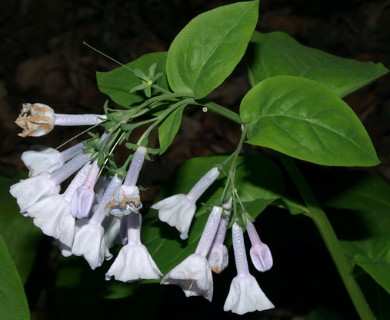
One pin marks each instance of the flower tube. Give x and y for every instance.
(245, 294)
(89, 240)
(218, 256)
(133, 261)
(178, 210)
(260, 253)
(193, 274)
(38, 119)
(27, 192)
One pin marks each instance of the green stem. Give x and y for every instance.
(231, 115)
(325, 228)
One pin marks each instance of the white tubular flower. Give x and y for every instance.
(84, 195)
(27, 192)
(133, 261)
(193, 275)
(112, 228)
(178, 210)
(218, 256)
(89, 240)
(245, 294)
(127, 199)
(38, 119)
(52, 214)
(260, 253)
(48, 159)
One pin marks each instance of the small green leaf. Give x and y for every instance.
(118, 83)
(19, 232)
(209, 47)
(169, 128)
(259, 182)
(276, 53)
(13, 302)
(303, 119)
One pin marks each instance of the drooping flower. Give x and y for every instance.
(178, 210)
(38, 119)
(193, 274)
(27, 192)
(48, 159)
(133, 261)
(84, 196)
(218, 256)
(127, 199)
(260, 253)
(35, 119)
(89, 240)
(52, 214)
(245, 294)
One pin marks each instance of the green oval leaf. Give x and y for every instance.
(209, 47)
(118, 83)
(307, 121)
(13, 302)
(276, 53)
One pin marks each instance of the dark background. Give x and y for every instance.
(43, 59)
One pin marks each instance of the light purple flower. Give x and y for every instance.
(133, 261)
(245, 294)
(38, 119)
(218, 256)
(178, 210)
(260, 253)
(193, 274)
(48, 159)
(29, 191)
(84, 196)
(52, 214)
(90, 241)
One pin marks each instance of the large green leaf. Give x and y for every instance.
(118, 83)
(19, 232)
(13, 302)
(259, 182)
(209, 47)
(303, 119)
(369, 200)
(276, 53)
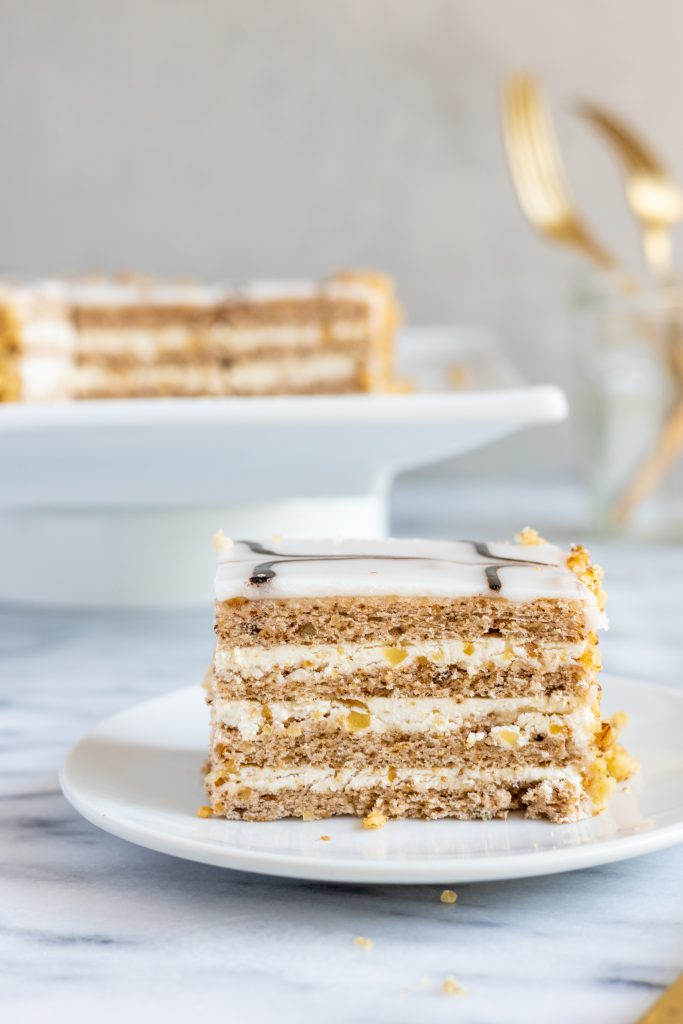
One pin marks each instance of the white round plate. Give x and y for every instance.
(137, 775)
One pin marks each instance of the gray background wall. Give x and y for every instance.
(287, 137)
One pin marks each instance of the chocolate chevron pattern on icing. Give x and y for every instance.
(263, 572)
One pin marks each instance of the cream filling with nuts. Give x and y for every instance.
(332, 780)
(518, 720)
(330, 659)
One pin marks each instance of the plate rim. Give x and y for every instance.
(398, 871)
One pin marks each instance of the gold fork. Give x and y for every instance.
(656, 202)
(668, 1009)
(653, 197)
(538, 172)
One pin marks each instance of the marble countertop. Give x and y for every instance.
(90, 925)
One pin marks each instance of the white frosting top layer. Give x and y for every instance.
(400, 567)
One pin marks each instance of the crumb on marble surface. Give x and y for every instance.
(375, 820)
(528, 537)
(452, 986)
(220, 542)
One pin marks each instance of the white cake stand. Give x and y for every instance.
(114, 503)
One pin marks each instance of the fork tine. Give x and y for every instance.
(634, 153)
(543, 146)
(538, 170)
(532, 178)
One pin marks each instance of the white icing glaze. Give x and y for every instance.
(399, 567)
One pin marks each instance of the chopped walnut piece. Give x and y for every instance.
(590, 574)
(620, 764)
(620, 720)
(375, 820)
(599, 784)
(528, 537)
(394, 655)
(453, 987)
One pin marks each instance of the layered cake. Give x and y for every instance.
(137, 338)
(37, 342)
(408, 678)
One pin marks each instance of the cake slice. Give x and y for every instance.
(37, 342)
(411, 678)
(134, 338)
(141, 339)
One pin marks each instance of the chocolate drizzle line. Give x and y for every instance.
(264, 571)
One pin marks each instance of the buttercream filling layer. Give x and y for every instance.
(516, 721)
(253, 663)
(332, 780)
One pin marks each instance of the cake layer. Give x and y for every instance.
(395, 731)
(316, 374)
(518, 679)
(266, 794)
(218, 343)
(348, 658)
(390, 621)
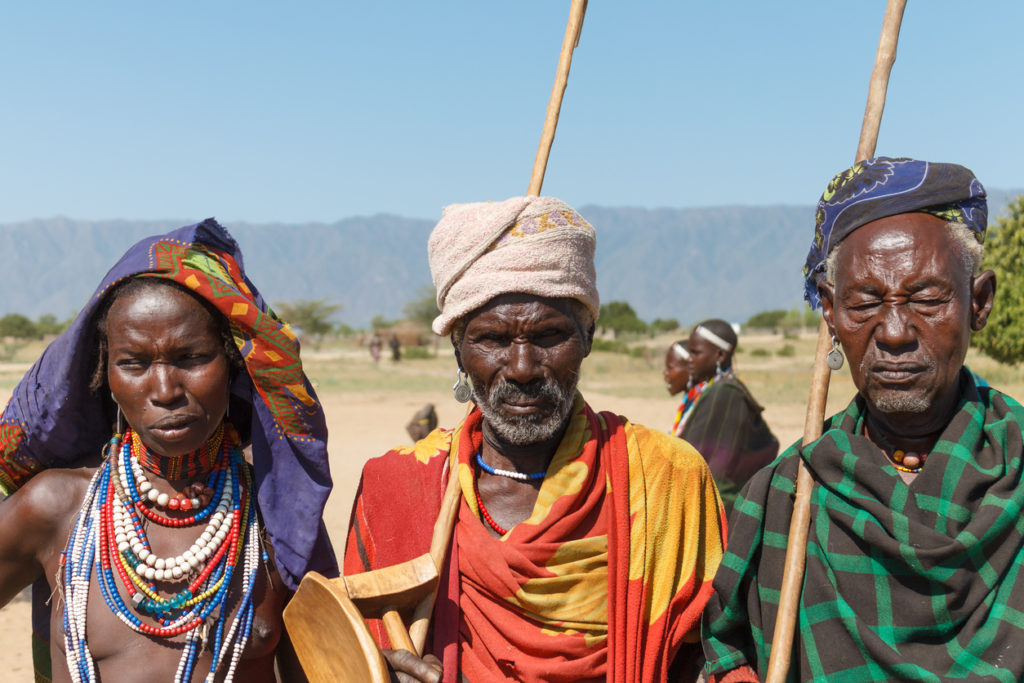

——

■ TASK BRIEF:
Show every line of the records above that contains the word "plate", copying each one in full.

■ ANSWER TO THIS PROBLEM:
One pin marks each instance of the white round plate. Give x and y for every instance.
One pin marks each instance of the plate rim. Give x and y for every instance.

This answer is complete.